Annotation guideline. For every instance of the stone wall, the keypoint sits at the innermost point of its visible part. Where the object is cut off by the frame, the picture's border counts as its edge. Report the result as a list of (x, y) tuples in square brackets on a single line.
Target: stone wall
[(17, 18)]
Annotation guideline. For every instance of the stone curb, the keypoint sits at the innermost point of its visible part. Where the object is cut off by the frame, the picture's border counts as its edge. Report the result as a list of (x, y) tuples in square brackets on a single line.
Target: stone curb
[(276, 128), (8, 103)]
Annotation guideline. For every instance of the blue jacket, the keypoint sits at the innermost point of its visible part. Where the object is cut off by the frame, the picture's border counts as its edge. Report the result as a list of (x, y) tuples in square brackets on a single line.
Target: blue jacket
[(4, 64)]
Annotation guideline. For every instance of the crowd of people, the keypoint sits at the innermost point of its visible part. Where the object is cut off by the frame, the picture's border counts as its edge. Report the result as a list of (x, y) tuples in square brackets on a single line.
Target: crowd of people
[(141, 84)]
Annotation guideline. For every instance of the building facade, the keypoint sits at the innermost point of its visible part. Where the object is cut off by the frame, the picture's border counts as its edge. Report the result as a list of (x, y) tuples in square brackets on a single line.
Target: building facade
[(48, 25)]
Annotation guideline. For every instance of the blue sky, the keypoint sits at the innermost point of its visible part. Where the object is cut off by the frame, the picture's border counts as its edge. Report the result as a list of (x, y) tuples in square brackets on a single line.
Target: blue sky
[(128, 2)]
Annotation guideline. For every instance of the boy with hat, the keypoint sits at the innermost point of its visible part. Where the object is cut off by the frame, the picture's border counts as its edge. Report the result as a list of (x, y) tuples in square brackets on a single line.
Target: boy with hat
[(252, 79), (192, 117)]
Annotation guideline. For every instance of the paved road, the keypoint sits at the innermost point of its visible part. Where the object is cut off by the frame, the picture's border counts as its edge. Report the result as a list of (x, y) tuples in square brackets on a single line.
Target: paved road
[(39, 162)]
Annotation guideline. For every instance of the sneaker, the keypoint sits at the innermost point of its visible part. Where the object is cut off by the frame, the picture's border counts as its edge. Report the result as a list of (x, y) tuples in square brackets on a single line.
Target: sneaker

###

■ **Instructions for the task**
Rewrite the entries starting with the line that contains "Annotation guideline. For every instance of the boy" and going on through the end of the entries, swapping "keypoint" for "marker" and leaving everything else as it is.

■ **Answer to the problem**
Annotation guideline. For every instance of the boy with hat, the marker sits at the innermost point of its visible part. Where the object is cut off by the frame, the picture's border counts as its edge. Report the result as a list of (x, y) tuples in square brackets on a single line.
Target: boy with hat
[(252, 79), (192, 117)]
Annotation guideline. For every instance of the paved road, the marker sits at the innermost point of its visible part. Where the object is cut off by the frame, the picture's border counts as its edge. Report the result as a list of (x, y) tuples in square brackets on a single line.
Target: paved road
[(39, 162)]
Annotation guideline. For every instance of the sneaker, the marker sits at the innermost point of its visible part. Where the object is cut off by the frame, the picture's border counts as its edge. Report the result as a list of (x, y) tuples in square brackets on a single line.
Target: sneaker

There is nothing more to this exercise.